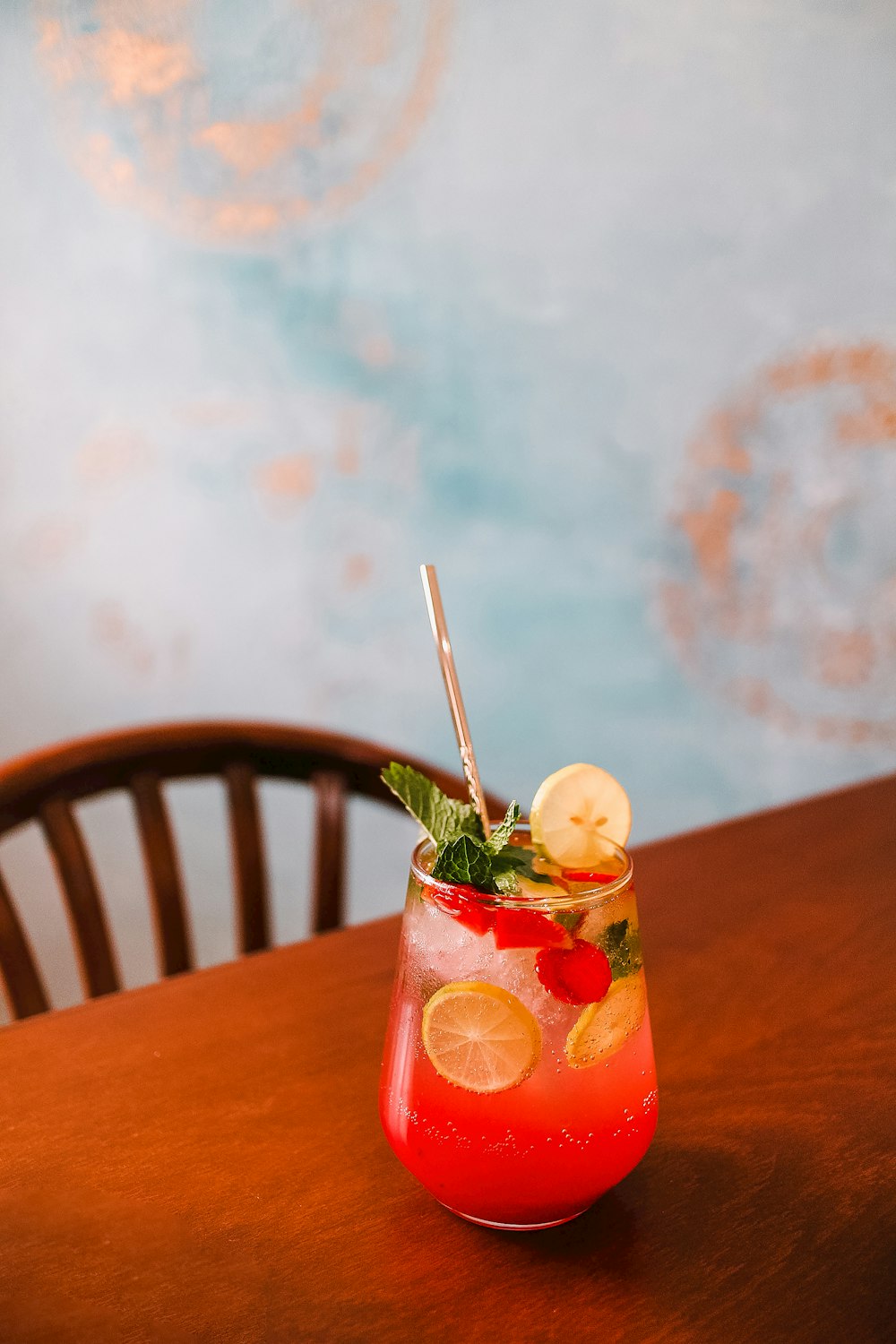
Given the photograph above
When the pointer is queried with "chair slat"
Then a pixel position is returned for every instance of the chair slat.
(250, 874)
(163, 875)
(330, 849)
(93, 945)
(24, 988)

● **Set exercise**
Please copy out every line of the data above word for word, leaving out the pictures.

● **Answer in full**
Given the photograph above
When the pointer is queried with "chair slat"
Then a pixel position is returned for every instance of the chair slat.
(250, 874)
(163, 875)
(330, 849)
(93, 945)
(24, 988)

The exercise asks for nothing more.